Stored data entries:

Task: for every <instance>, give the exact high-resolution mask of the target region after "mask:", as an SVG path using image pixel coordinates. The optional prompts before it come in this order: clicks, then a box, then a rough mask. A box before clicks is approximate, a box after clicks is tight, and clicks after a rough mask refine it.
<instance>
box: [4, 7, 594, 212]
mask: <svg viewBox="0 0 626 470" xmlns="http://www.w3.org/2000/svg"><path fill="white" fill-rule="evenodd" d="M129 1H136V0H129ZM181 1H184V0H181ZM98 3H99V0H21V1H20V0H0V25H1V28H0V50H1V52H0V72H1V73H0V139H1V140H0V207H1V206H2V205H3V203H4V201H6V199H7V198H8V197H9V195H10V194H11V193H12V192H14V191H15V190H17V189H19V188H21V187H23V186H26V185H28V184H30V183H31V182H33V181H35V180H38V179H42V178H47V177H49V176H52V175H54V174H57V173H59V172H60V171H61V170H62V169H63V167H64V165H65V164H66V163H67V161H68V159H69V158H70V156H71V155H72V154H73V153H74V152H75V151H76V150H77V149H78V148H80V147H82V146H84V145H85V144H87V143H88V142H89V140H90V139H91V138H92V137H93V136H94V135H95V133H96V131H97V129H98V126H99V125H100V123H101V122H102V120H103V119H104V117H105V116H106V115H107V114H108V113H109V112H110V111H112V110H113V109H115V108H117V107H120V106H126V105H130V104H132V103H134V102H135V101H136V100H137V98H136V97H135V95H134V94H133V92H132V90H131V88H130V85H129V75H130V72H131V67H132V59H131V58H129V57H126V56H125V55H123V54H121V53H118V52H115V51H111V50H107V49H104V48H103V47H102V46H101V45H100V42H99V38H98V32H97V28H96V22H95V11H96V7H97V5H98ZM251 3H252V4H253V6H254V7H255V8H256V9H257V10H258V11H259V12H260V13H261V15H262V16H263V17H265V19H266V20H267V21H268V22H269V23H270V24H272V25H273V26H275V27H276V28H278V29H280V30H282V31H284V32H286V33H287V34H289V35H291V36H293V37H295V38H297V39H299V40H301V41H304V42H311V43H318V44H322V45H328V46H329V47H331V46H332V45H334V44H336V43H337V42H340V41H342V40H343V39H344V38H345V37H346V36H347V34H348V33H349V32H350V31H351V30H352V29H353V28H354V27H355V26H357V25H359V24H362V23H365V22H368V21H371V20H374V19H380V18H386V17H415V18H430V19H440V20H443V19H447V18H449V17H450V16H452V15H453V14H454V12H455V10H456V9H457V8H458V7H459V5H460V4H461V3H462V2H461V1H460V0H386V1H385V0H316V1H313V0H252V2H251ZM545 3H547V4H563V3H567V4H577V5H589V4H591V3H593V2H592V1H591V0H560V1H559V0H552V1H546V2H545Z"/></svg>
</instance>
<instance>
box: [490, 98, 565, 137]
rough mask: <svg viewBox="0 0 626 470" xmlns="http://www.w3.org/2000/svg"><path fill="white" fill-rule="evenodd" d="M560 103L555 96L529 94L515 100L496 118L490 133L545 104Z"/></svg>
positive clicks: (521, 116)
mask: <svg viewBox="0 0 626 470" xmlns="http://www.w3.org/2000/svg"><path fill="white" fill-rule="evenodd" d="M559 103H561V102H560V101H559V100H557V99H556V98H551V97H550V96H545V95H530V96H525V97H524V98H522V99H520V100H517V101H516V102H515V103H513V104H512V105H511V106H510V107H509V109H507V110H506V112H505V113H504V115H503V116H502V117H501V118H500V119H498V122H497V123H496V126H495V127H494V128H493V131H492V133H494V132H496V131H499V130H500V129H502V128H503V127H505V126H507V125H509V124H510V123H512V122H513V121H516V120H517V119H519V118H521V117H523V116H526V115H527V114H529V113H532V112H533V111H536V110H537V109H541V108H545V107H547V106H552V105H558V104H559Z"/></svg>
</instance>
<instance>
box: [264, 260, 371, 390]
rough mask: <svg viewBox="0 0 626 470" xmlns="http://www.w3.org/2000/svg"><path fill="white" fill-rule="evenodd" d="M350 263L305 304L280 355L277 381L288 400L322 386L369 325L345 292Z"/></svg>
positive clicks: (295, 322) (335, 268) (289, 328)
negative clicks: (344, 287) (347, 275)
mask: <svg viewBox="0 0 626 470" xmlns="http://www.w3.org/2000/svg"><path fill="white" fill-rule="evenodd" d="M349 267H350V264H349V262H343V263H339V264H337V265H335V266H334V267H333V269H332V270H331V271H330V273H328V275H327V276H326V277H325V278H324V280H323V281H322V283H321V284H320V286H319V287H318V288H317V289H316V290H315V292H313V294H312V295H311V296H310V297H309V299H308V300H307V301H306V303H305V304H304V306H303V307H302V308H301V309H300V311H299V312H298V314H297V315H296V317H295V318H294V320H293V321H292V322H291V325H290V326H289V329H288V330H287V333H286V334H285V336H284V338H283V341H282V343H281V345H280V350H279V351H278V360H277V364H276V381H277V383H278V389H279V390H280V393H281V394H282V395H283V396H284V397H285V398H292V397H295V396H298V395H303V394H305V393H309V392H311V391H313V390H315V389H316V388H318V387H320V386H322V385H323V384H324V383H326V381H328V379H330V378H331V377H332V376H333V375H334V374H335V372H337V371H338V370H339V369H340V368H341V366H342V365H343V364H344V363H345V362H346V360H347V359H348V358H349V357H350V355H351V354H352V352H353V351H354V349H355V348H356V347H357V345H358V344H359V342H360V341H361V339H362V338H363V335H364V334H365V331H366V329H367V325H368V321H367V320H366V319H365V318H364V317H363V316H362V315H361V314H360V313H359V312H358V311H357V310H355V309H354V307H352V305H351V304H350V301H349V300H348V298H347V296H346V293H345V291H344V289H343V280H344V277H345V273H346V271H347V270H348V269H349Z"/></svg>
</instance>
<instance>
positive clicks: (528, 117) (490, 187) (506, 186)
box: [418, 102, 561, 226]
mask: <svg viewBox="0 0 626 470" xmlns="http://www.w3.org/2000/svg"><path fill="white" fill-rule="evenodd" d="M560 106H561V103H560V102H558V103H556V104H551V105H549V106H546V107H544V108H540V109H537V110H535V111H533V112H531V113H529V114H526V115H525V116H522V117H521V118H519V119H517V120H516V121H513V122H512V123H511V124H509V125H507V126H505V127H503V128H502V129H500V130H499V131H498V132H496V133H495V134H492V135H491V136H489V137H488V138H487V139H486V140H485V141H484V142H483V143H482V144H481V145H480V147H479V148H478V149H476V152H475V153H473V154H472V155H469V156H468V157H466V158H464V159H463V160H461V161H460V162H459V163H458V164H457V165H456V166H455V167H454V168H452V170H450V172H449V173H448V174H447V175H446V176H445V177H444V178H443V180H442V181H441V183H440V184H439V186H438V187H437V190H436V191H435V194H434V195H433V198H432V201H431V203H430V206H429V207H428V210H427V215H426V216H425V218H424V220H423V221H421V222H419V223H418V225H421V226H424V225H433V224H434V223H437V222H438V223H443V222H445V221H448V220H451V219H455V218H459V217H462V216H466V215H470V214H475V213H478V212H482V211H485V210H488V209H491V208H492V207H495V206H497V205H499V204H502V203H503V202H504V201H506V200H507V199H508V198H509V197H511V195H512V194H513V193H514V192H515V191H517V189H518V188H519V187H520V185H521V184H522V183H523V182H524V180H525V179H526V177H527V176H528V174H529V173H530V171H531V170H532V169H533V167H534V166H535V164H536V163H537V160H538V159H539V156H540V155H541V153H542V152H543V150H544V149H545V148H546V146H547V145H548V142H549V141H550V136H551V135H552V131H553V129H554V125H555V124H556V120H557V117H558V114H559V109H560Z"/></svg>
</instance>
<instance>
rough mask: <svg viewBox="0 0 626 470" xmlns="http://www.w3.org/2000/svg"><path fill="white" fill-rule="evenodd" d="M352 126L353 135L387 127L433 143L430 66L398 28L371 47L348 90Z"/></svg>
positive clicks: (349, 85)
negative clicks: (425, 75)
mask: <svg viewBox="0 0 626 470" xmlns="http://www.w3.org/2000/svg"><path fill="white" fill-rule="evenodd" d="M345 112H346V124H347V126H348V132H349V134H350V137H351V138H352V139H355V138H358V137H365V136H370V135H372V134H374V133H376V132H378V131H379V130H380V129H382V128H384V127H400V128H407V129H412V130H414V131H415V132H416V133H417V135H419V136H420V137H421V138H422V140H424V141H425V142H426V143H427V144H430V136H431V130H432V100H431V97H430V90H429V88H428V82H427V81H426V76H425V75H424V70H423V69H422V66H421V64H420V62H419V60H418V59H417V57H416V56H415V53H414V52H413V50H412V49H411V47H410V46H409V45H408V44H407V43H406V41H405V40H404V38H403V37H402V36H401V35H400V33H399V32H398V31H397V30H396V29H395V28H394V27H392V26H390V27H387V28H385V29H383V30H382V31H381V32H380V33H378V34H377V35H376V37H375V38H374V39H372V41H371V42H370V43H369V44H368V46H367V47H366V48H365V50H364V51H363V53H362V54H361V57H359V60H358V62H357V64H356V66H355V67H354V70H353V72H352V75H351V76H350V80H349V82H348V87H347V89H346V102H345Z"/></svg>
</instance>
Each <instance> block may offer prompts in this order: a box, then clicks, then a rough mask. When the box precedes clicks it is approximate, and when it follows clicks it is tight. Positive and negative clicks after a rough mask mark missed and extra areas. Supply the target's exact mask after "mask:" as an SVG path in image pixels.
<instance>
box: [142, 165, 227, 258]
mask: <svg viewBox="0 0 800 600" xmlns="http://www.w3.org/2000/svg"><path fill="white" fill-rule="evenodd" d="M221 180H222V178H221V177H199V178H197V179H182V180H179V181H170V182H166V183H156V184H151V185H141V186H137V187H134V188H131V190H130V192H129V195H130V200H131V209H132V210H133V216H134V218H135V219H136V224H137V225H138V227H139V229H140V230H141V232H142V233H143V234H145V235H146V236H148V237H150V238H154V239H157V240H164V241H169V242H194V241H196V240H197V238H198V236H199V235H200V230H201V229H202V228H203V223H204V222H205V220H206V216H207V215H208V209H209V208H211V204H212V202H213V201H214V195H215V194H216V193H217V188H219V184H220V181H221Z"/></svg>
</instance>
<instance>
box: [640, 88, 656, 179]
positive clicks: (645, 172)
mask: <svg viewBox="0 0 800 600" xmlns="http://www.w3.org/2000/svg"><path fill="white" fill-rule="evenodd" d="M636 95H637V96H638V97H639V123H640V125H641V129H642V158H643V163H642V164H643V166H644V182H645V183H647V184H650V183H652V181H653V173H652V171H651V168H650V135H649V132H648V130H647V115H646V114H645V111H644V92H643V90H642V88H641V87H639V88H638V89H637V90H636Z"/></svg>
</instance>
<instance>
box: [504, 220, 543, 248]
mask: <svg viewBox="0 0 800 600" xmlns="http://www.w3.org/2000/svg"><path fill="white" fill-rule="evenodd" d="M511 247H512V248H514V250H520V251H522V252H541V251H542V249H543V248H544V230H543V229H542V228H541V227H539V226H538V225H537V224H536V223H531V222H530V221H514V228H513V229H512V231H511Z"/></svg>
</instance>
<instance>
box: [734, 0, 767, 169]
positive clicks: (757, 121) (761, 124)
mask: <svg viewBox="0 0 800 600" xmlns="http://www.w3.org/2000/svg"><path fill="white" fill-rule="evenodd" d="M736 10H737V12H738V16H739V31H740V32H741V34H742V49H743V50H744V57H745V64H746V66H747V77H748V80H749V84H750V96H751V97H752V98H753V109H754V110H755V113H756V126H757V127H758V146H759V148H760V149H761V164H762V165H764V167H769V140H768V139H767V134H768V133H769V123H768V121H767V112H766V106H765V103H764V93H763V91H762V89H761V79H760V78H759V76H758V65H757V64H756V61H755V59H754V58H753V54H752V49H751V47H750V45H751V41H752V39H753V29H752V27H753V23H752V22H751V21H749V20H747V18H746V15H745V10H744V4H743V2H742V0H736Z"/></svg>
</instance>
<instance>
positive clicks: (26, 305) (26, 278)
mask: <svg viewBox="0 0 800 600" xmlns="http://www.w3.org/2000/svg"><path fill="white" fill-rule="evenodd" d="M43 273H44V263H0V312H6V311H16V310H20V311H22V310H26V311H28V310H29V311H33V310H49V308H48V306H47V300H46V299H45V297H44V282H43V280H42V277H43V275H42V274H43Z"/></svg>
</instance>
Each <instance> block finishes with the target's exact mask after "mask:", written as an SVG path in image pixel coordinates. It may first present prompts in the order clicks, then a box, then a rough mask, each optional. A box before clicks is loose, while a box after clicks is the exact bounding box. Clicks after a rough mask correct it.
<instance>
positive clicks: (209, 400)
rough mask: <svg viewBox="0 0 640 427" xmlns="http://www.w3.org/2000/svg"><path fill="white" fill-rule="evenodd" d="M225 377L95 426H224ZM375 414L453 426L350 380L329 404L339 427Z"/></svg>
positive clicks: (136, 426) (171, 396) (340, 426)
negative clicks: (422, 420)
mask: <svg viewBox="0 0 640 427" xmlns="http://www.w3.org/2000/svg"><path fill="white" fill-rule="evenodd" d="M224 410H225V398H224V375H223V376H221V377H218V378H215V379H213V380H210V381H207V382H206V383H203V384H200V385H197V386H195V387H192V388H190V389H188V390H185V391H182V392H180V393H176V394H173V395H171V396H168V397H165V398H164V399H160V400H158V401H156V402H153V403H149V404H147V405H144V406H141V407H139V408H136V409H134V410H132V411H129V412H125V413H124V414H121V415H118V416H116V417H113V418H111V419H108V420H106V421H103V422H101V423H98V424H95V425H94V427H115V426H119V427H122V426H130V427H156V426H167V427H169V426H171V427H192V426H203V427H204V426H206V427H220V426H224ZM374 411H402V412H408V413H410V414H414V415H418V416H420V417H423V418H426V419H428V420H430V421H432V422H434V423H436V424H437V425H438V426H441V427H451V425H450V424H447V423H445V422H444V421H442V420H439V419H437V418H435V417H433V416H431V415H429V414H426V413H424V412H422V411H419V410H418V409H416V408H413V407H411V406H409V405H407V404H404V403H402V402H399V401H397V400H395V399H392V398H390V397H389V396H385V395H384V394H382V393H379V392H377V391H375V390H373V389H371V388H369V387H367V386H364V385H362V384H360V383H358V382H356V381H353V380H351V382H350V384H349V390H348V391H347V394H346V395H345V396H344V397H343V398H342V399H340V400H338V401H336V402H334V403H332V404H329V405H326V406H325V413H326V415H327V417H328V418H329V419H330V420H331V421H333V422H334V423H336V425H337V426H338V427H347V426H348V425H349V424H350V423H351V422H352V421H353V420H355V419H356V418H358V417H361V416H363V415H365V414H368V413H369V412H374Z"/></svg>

◆ **What the exercise asks**: Pull out each line of the records holding the string "image".

◆ **Final answer**:
Task: for every <instance>, give the exact high-resolution mask of the target region after "mask:", as an SVG path using image pixel coordinates. The optional prompts before it come in this order: clicks, then a box, then a rough mask. A box before clicks is approximate, a box after clicks is tight, and clicks after a rough mask refine it.
Each <instance> block may offer prompts in this order: a box, then clicks, then a rough mask. When the box precedes clicks it is approximate, and when it follows clicks it is tight. Positive and negative clicks after a rough mask mark missed and extra areas. Supply the target's exact mask after "mask:" as an SVG path in image pixels.
Each <instance> block finishes with the target's exact mask after "mask:", written as an SVG path in image pixel coordinates. It may first present prompts in the order clicks, then a box, then a rough mask, each optional. A box before clicks is loose, while a box after clicks is the exact bounding box. Clicks after a rough mask correct it.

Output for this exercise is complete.